- **Extrait du document**:
---*---
Un film d'anticipation qui ne paye pas de mine

2027. La dernière génération d'Hommes sur Terre guerroie pour tenter de donner un sens à leur vie, sachant qu'aucune descendance ne sera là pour prendre le relai. En effet, les femmes ne peuvent plus enfanter depuis environ 18 ans. Dès la première scène, l'annonce du meurtre de l'homme le plus jeune de la planète (18 ans) consterne toute la population. L'espoir semble avoir quitté l'humanité mais, quelque part aux Etats-Unis, une femme se retrouve miraculeusement enceinte. D'ailleurs, le fait que cette femme soit noire est très intéressant, considérant que les Hommes, peu importe leur continent d'origine, sont tous des Hommes. Cela ferait une bonne leçon pour certains, même si le réalisateur met l'actrice en scène sans même mentionner à quelque moment que ce soit le faux débat des couleurs de peau, ce qui rend l'image encore plus forte, à mon sens.

Clive Owen, magistral de simplicité et d'humanité, aurait pu à lui seul tenir le film. Mais le réalisateur n'est pas non plus en reste, puisqu'il nous pourvoit de mises en scène tantôt excellentes, tantôt exceptionnelles. Je pense notamment à une scène (à laquelle Harly m'avait demandé de prêter une attention particulière) dans laquelle l'acteur traverse un champ de bataille. De bien des façons, cela m'a rappelé la fameuse longue scène de fusillade dans Heat, dont le tempo et la musique était exprimés par le bruit des balles, de leurs impacts, des respirations et des cris afin de plonger le spectateur dans une sorte de torpeur réaliste.
---*---
- **Informations fournies**:
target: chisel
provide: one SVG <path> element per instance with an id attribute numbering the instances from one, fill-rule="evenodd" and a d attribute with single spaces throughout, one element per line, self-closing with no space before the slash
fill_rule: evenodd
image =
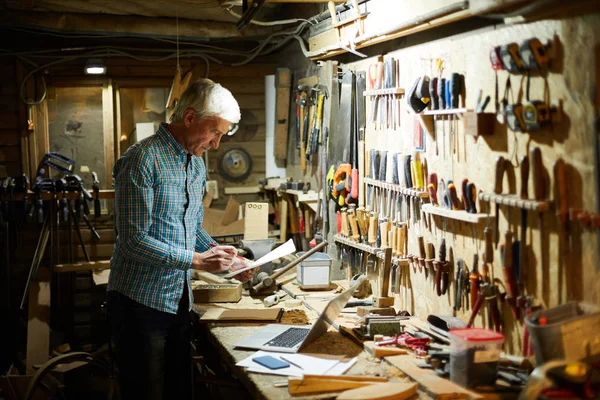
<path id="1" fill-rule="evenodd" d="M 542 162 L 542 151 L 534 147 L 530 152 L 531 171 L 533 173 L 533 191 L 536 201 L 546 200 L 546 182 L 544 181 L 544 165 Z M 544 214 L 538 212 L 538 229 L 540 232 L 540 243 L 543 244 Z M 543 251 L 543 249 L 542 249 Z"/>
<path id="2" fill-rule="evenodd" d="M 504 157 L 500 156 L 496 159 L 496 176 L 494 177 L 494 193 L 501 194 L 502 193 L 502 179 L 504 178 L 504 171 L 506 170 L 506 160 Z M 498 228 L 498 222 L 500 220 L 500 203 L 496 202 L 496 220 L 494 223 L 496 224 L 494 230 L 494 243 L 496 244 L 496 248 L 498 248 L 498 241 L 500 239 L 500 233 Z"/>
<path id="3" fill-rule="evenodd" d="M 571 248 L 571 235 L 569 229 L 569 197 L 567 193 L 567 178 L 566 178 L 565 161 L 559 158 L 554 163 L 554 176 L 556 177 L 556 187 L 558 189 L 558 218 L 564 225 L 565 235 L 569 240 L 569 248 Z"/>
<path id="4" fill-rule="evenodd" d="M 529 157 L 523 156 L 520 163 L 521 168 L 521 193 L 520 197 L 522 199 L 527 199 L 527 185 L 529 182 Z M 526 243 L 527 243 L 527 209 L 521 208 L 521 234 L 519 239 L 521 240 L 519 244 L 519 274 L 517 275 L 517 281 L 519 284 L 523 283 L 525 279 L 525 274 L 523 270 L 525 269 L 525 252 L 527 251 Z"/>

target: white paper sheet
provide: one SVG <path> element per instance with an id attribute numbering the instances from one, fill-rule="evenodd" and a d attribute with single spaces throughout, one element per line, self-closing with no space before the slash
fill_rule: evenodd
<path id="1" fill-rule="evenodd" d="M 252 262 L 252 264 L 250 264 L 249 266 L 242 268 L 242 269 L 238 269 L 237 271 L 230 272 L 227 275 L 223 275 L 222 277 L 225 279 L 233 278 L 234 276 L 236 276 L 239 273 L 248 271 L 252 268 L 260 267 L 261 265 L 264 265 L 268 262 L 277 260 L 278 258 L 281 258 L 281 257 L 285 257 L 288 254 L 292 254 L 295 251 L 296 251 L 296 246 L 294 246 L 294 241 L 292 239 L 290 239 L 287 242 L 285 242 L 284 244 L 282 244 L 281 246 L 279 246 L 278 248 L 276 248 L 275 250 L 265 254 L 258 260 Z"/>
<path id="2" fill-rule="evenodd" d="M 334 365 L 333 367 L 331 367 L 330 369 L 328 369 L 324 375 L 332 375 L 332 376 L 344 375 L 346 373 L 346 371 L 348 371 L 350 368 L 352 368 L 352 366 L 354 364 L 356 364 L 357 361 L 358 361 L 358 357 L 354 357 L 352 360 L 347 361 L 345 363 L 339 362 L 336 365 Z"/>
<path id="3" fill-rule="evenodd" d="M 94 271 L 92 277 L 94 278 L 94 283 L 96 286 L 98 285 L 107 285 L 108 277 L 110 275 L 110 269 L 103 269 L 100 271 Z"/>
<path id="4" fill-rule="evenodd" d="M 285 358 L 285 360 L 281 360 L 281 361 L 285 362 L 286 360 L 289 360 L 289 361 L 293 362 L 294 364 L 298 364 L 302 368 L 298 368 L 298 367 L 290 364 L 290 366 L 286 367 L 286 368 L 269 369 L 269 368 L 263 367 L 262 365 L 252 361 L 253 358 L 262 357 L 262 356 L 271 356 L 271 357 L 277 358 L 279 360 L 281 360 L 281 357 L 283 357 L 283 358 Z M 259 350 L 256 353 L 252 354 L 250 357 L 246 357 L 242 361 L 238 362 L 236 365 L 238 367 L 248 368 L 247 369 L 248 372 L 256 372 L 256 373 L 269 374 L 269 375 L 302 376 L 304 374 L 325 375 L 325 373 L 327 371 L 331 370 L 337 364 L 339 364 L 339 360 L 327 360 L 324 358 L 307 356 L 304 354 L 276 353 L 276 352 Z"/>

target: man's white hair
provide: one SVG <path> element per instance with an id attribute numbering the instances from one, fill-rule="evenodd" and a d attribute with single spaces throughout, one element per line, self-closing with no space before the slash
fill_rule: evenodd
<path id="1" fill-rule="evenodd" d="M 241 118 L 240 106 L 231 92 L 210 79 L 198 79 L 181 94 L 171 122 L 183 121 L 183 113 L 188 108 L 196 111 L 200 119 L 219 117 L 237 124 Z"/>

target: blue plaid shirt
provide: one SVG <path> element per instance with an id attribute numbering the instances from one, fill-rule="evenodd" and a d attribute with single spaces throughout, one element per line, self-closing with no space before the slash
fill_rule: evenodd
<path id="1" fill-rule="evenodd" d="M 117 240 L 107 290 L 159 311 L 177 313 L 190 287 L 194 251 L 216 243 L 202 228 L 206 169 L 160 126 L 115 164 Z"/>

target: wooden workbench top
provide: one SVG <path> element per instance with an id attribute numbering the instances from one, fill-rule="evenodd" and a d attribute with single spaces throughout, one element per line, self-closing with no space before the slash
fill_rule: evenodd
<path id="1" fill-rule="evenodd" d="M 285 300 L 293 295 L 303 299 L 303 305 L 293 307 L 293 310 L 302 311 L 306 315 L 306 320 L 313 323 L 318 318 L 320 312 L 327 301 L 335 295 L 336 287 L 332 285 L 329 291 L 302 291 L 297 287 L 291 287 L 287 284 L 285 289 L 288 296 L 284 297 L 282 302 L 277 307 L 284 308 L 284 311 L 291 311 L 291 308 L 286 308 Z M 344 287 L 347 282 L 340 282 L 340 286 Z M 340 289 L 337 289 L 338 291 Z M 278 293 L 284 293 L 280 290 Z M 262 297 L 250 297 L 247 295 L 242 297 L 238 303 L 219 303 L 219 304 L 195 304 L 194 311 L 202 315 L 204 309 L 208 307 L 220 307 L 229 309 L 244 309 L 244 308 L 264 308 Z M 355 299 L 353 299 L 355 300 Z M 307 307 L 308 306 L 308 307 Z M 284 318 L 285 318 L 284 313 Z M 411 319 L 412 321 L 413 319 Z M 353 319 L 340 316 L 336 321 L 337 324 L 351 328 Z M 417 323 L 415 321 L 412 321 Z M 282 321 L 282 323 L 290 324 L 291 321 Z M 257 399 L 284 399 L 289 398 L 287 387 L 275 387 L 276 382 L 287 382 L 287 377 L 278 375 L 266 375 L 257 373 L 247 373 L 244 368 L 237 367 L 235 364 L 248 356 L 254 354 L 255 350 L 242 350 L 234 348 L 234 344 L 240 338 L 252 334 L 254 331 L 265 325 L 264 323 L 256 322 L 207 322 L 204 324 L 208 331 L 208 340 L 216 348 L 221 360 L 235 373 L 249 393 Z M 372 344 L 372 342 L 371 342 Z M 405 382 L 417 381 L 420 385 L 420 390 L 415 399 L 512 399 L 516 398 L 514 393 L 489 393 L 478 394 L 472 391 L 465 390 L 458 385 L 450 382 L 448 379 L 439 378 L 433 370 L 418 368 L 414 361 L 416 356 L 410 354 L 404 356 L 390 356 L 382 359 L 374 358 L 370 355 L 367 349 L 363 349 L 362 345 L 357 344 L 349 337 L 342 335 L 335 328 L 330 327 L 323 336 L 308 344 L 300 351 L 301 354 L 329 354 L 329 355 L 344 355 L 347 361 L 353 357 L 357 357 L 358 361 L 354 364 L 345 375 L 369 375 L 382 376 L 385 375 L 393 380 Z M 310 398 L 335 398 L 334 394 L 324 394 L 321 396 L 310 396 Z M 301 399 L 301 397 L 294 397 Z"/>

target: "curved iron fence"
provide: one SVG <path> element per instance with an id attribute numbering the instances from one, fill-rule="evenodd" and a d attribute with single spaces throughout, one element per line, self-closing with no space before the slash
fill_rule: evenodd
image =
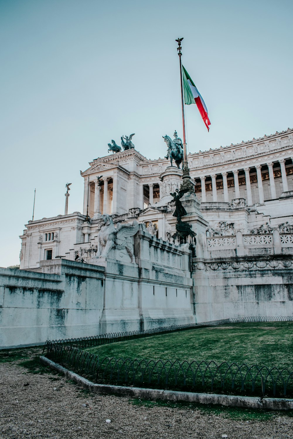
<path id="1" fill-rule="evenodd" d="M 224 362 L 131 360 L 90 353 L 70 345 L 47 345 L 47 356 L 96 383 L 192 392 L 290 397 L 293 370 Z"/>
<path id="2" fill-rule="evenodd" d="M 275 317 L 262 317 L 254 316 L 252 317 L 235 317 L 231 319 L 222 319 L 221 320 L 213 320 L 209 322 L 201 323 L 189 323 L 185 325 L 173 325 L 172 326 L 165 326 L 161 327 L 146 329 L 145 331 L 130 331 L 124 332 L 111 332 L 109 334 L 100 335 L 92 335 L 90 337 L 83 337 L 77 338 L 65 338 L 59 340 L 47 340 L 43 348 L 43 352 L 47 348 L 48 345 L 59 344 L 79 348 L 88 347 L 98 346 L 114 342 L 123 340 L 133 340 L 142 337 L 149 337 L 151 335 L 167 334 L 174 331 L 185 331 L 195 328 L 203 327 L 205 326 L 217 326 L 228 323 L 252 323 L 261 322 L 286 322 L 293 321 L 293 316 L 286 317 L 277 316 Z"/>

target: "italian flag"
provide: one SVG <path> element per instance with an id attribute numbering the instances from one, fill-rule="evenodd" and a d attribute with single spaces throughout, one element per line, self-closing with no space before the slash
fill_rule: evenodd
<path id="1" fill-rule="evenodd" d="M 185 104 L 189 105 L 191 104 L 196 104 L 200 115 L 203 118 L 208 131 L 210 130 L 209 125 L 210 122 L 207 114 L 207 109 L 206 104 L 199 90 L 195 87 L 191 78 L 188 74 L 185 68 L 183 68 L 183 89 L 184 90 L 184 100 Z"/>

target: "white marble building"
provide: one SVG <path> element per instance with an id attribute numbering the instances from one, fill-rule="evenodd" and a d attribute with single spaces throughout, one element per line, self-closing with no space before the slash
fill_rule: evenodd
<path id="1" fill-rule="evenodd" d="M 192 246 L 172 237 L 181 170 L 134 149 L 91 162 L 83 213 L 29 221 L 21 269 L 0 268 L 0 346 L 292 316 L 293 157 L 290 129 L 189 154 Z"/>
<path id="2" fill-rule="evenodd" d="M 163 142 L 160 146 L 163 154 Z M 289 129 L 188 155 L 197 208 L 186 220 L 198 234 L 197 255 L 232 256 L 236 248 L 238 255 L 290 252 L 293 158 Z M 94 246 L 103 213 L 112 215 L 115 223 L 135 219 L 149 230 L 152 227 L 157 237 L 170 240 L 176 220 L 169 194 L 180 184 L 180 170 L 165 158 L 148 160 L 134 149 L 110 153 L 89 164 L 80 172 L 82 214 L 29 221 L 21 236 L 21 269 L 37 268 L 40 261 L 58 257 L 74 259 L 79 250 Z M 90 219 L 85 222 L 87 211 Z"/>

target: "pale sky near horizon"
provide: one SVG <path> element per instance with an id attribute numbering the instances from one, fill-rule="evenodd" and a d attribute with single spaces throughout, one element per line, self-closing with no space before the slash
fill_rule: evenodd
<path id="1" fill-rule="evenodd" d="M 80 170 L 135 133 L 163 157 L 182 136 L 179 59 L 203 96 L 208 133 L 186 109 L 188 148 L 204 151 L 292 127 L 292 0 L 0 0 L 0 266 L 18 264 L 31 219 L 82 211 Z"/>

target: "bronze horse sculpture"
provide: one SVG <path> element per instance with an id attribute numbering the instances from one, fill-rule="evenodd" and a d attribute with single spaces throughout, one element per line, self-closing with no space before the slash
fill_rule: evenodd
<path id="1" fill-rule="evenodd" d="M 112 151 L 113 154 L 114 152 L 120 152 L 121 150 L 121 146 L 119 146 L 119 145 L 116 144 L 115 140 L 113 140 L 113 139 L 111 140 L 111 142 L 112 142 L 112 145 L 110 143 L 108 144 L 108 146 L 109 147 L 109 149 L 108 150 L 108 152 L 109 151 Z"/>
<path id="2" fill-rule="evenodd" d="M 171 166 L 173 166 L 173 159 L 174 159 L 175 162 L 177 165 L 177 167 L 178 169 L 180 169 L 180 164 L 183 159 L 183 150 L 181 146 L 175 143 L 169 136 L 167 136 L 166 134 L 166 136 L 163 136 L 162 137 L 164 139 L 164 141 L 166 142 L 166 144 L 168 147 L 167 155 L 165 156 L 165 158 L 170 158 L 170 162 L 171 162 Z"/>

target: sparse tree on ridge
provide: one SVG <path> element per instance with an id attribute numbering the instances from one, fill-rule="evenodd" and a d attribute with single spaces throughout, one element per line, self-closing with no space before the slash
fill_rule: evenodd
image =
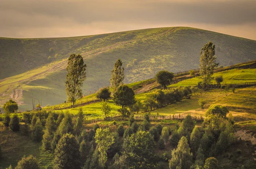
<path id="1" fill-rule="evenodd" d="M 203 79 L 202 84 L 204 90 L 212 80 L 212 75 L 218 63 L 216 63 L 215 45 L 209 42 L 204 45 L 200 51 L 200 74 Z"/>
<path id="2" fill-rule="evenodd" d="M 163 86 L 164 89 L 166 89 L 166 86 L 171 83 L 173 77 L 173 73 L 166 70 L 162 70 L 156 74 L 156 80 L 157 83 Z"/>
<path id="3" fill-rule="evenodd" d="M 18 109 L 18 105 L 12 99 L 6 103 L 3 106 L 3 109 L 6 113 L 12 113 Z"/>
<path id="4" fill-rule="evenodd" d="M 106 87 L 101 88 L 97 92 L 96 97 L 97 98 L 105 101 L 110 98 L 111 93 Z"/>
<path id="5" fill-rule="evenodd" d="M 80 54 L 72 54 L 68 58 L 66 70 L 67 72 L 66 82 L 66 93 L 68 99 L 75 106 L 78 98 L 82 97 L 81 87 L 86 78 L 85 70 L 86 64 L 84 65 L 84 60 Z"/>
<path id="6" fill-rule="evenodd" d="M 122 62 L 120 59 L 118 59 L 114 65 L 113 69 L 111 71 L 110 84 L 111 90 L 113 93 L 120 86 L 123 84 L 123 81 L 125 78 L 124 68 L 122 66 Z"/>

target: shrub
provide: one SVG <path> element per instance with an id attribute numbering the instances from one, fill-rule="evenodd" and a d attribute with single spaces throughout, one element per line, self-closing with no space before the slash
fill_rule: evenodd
---*---
- **Consigne**:
D'après la critique du film, qu'est-ce qui rend l'image de la femme enceinte encore plus forte ? Répondez en une à trois phrases, s'il vous plaît.

- **Résultat de l'exercice**:
Le réalisateur met l'actrice en scène sans jamais mentionner le faux débat des couleurs de peau. Le fait que cette femme soit noire montre ainsi, sans qu'il soit besoin de le dire, que les Hommes, quel que soit leur continent d'origine, sont tous des Hommes.